→ Stated exercise 1: In the travel post about the drive to Wolgan Valley, how much did the repair to the hire car cost?

→ Selected passage:
-*-*-

Shoulda, coulda, woulda

In my recent post Postcard from the Blue Mountains, I mentioned that we should’ve travelled there by helicopter from Sydney rather than driving. Let me explain why.

I had planned to arrive in Wolgan Valley well before dusk (which is when you have to watch out for wildlife on the roads). I was thwarted by my beloved scheduling a meeting with a leading orthodontist based south of Sydney, which meant we set off several hours later than I’d anticipated.

We had with us our trusty satnav, purchased several years ago, which inexplicably decided to give up the ghost as we left the orthodontist’s practice. So we wasted further time trying to find our way onto the correct route. At this rate I thought we’d be lucky to arrive in time for dinner!

Finally we were heading in the right direction, following the directions provided by the resort. I now have to hold my hands up and admit that I misread said instructions and for reasons known only to Orange  – possibly lack of coverage – our mobile phones wouldn’t work, meaning we couldn’t access Google Maps, ring or text the hotel. As per map above, we should’ve taken the right-hander to Newnes, instead we drove almost as far as Mudgee.

As light started to fall, we spotted a tourist rest stop and asked the janitor if he knew where to find Wolgan Valley. He had no idea, not a good sign, but I spotted a map which showed we’d overshot the turn off by some way (British understatement). There was a public telephone at the stop so we contacted the hotel for directions.

Finally, we were headed in the correct direction and easily spotted the turn off to the Valley (at the petrol station). An hour later we slowed to turn into the resort, what should’ve been a three hour journey had taken close to seven! Of course, it was now well past dusk and my beloved had already dodged a few kangaroos on the road. He was fortunately at a standstill when one decided to use the front of our hire-car as a launch pad.

The roo was fortunately unhurt, the same could not be said for our hire car (later repaired in Brisbane for a very reasonable AUD$385). However, we were just relieved to have finally arrived at our destination. We dropped off our luggage in our accommodation and went straight into dinner.

As the resort is fairly remote, it offers an all-inclusive package, including a wide range of alcoholic (and non-alcoholic) beverages. To celebrate our safe arrival, I suggested that we had a nice glass of red wine at dinner which wasn’t part of the package.

As is his want, my beloved spent ages perusing the wine list, pretty useless since he can see very little without his glasses! There was a Pinot Noir he’d wanted to try for a while and by chance the sommelier knew both the wine and the vintner’s family well, I chose a Penfolds Shiraz without really glancing at the price. I have to say it was rather delicious.

My beloved had a second glass of Pinot Noir but I passed on a further glass of the Shiraz. During dinner, the sommelier was incredibly attentive and happily told us all about the respective wines. The resort has a high staff to guest ratio (100:80) giving the former plenty of opportunity to engage with the latter.

-*-*-

(Records in a dataset)
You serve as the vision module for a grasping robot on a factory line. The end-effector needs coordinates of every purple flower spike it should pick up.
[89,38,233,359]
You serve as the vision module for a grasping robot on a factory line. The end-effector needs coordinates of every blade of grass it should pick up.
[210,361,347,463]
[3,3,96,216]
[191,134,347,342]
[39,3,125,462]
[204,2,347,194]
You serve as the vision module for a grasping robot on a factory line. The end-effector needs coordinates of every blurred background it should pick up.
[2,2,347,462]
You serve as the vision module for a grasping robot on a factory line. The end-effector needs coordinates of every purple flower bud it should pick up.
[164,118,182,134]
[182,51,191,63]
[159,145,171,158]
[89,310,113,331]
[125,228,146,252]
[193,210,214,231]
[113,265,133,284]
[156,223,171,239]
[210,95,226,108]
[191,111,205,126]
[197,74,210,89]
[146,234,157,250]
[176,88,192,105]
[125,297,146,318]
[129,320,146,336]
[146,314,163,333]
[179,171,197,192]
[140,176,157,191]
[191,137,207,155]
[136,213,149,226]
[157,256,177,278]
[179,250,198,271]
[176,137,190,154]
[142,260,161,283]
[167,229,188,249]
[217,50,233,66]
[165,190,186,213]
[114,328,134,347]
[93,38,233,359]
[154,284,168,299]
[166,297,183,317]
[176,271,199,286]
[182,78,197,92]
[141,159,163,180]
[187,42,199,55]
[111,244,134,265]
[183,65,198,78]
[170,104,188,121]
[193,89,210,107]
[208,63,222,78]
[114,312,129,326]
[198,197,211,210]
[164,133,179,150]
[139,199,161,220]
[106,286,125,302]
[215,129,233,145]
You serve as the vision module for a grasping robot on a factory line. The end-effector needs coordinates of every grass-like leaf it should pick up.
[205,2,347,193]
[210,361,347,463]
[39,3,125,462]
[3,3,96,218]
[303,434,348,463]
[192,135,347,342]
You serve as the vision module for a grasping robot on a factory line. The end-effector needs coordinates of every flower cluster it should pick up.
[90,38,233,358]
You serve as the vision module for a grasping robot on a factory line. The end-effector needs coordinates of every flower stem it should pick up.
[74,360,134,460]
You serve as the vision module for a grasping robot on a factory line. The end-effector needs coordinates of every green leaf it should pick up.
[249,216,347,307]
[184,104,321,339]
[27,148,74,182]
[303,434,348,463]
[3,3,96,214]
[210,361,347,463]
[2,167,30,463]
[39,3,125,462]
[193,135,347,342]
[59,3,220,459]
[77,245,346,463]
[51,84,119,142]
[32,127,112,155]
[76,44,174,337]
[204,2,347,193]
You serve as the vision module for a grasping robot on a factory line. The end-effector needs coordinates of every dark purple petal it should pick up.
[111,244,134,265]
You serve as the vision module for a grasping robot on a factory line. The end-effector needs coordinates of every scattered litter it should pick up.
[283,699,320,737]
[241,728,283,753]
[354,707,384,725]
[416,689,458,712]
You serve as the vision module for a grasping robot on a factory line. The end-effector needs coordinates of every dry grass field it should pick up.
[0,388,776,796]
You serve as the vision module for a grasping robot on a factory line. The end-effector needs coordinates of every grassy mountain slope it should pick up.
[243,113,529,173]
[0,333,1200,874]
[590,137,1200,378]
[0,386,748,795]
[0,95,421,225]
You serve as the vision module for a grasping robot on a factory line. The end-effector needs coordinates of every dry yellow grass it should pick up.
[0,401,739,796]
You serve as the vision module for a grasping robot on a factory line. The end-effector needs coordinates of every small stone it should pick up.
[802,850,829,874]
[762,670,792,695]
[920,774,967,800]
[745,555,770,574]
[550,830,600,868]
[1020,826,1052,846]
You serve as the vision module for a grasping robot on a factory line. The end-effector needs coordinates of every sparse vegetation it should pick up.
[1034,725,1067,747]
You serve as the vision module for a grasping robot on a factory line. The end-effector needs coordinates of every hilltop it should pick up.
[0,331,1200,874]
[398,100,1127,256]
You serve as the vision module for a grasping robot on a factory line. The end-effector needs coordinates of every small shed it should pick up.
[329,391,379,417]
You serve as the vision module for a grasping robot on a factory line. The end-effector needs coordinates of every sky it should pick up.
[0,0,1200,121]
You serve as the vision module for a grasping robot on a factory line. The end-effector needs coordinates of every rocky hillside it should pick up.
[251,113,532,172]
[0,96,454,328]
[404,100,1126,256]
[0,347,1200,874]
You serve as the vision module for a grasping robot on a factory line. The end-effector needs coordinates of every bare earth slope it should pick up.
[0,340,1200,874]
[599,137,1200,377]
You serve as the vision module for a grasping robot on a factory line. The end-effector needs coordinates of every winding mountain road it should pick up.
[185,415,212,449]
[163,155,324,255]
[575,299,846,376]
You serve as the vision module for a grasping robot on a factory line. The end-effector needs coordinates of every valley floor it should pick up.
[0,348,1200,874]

-*-*-

→ Stated exercise 2: Echo the part of the records that opens with the line containing "sky it should pick up." and closes with the line containing "[0,347,1200,874]", keeping both of those lines.

→ Final answer 1: AUD$385

→ Final answer 2:
You serve as the vision module for a grasping robot on a factory line. The end-effector needs coordinates of every sky it should pick up.
[0,0,1200,121]
You serve as the vision module for a grasping robot on a factory line. The end-effector needs coordinates of every rocky hillside it should pick up.
[251,113,532,172]
[0,96,454,328]
[404,100,1126,256]
[0,347,1200,874]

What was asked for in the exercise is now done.